(WHAT TO DO): Copy, exactly and without additions, every line in the records below from the one holding "Which region of the image contains the large" through the one holding "Which region of the image contains the forest", both ends included.

[Entries taken from a collection]
↓

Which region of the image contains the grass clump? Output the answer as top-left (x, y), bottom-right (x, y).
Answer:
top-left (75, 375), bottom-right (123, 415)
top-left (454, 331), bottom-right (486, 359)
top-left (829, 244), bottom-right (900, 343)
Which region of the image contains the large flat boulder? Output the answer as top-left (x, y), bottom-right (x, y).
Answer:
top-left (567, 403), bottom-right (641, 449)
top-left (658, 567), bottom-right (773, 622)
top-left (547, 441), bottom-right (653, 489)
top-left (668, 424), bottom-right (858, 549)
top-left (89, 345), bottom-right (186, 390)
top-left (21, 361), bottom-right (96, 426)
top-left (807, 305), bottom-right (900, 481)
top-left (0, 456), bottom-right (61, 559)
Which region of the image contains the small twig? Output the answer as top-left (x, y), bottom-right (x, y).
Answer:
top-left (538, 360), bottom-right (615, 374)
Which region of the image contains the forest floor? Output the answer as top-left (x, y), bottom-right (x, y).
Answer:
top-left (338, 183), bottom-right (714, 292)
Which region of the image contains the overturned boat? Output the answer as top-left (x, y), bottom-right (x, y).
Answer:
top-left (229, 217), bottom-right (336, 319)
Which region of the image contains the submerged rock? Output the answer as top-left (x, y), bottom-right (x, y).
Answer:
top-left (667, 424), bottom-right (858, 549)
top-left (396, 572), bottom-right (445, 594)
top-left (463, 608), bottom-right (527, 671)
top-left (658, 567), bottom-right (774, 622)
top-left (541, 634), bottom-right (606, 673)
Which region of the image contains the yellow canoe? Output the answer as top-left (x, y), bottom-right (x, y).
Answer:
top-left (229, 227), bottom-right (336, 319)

↑

(WORKED SOLUTION):
Which region of the image contains the large flat boulder? Output the answer as top-left (x, y), bottom-right (x, y).
Answer:
top-left (567, 403), bottom-right (641, 449)
top-left (658, 567), bottom-right (773, 622)
top-left (547, 441), bottom-right (653, 489)
top-left (668, 424), bottom-right (858, 549)
top-left (89, 345), bottom-right (186, 390)
top-left (21, 361), bottom-right (96, 426)
top-left (807, 305), bottom-right (900, 481)
top-left (0, 456), bottom-right (61, 559)
Which region of the image contains the small twig? Output the answer as top-left (x, y), bottom-right (x, y).
Answer:
top-left (538, 360), bottom-right (615, 374)
Which region of the image contains the forest floor? Output the answer as top-left (x, y), bottom-right (x, y).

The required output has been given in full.